**課題 1**. 次の物語の「ニュースの中で、アナウンサーががなりたてています。」から「よ。外を見てごらんなさい』」」までを、「大根」を「白菜」に改めたうえで、もう一度すべて書きなさい。

**本文抜粋**.
────
バカ物語「家政婦・志麻の純愛」
「一人の男が朝起きて、顔を洗おうとすると。足の小指をぶつけました。
当然、涙が出たんです」
「涙目をこすりながら男は、いつもの日課として、テレビをつけてニュースをみました。
ニュースの中で、アナウンサーががなりたてています。
こんな短い時間で、首相が情報技術革命を実現することができるか...というテーマで、朝まで討論会が続いていたんです」
「ニュース見たんじゃなかったの?」
「ニュースを見ようテレビをつけたんだけど、討論番組がまだ続いていたんです」
「それを見ながら、彼は思いました。
『まあ、人の国のことだからいいや』
つまり、彼は日本人ではなかったのです。そんなことより彼は、朝御飯のことで頭が一杯でした」
「朝御飯のことで頭が一杯なんですけど...
『食材が足りないような気がする。何が足りないんだろう?
あ、わかった! 足りないのは大根なんだ!』
そのとき、彼に声をかけてきた人がいます。
『大根が無いとか言って、悩んでいるようですね。でも心配しなくていいんですよ。外を見てごらんなさい』」
「...と、その三宅・志麻さんは言いました」
「三宅志麻さん? お手伝いさん?」
「奥さんかもしれない。日本人の」
「国際結婚か」
「大根は無くても、私達の溢れる愛と、サミットがあるじゃないですか。アパートの向かいには」
「サミット?」
「スーパーマーケットの“サミット”です」
「愛は無くてもいいような気がするけどな」
「でも、愛が無いと」
「愛は最高の調味料だから」
「なるほどね。じゃ、この三宅志麻さんは恋人か奥さんなんだ」
「愛人かもしんないけど」
「その三宅志麻さんに向かって、男は言いました。
『君はいきなり何てこと言うんだ。サミットは確かにありがたいとして、いきなりやってきて愛を押し付けるなんて。まるで低俗な風俗産業だ』」
────
データセットの記録:

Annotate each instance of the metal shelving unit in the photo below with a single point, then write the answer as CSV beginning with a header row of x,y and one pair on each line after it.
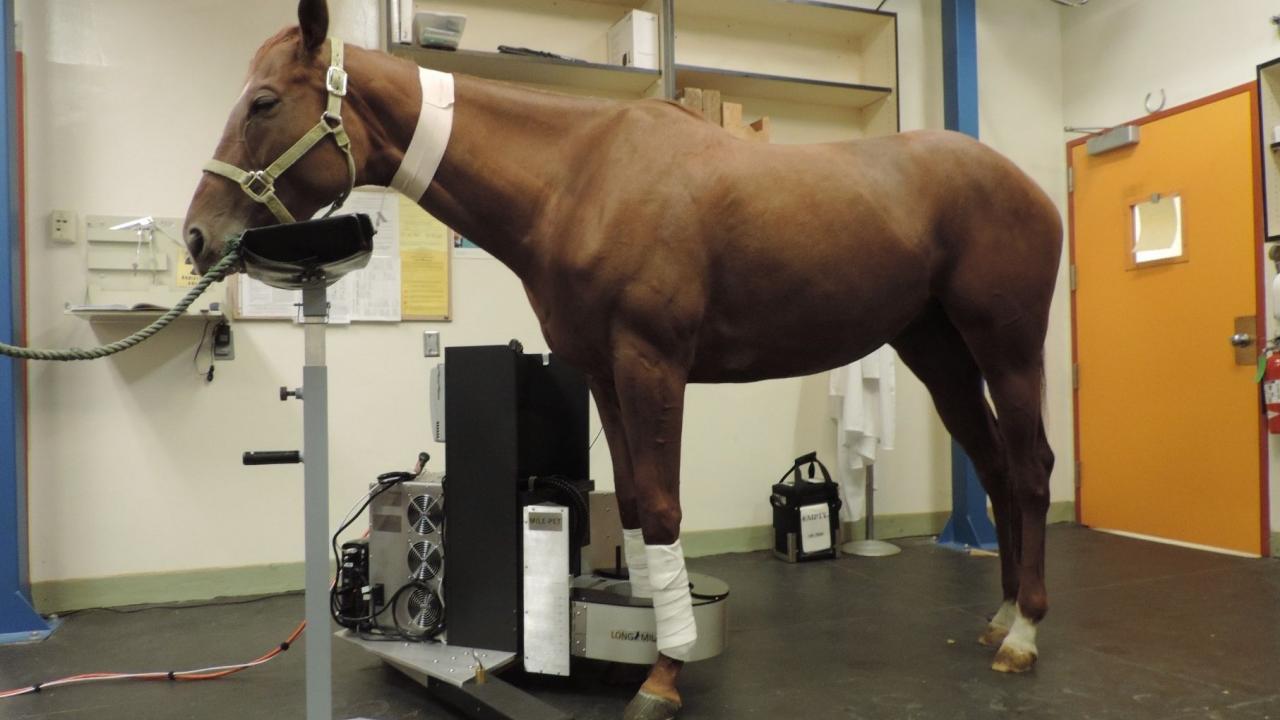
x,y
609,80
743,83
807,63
────
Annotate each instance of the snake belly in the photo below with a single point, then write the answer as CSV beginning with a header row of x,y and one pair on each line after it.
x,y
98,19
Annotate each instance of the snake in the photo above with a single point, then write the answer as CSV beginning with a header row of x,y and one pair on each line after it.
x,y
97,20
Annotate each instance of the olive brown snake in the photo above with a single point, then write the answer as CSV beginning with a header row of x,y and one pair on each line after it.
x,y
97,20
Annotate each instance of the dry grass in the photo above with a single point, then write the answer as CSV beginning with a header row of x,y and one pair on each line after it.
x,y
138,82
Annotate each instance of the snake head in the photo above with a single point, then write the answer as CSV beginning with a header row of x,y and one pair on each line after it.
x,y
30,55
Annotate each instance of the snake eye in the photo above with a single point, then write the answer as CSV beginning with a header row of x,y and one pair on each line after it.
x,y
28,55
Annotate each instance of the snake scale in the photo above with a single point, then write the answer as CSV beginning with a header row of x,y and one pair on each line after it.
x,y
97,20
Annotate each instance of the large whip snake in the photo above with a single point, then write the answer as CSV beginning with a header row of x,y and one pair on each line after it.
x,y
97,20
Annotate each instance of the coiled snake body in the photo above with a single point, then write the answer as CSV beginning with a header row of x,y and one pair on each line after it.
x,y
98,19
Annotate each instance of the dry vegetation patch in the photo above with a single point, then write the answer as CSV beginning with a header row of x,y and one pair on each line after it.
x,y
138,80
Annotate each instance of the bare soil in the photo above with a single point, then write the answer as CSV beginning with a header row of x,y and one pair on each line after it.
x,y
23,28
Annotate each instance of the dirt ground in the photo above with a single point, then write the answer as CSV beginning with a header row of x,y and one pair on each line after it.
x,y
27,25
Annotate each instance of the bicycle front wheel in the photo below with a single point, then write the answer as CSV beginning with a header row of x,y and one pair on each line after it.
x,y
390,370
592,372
────
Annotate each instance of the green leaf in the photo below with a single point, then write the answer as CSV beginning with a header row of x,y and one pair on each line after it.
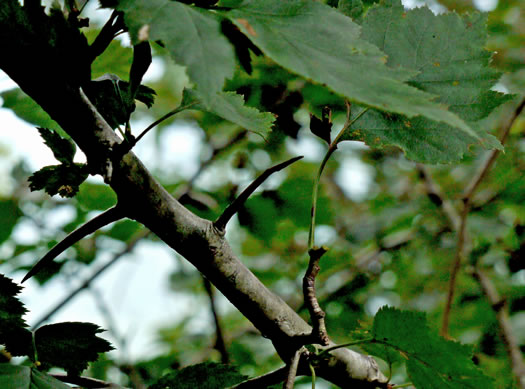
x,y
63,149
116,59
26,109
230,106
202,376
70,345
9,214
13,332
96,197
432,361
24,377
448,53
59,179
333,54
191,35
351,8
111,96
────
**課題 2**. 上の記録のうち、「large」という語を含む行をすべて選び出し、そのまま書き写しなさい。

**解答 1**.
ニュースの中で、アナウンサーががなりたてています。
こんな短い時間で、首相が情報技術革命を実現することができるか...というテーマで、朝まで討論会が続いていたんです」
「ニュース見たんじゃなかったの?」
「ニュースを見ようテレビをつけたんだけど、討論番組がまだ続いていたんです」
「それを見ながら、彼は思いました。
『まあ、人の国のことだからいいや』
つまり、彼は日本人ではなかったのです。そんなことより彼は、朝御飯のことで頭が一杯でした」
「朝御飯のことで頭が一杯なんですけど...
『食材が足りないような気がする。何が足りないんだろう?
あ、わかった! 足りないのは白菜なんだ!』
そのとき、彼に声をかけてきた人がいます。
『白菜が無いとか言って、悩んでいるようですね。でも心配しなくていいんですよ。外を見てごらんなさい』」

**解答 2**.
Annotate each instance of the large whip snake in the photo above with a single point, then write the answer as CSV beginning with a header row of x,y and one pair on each line after it.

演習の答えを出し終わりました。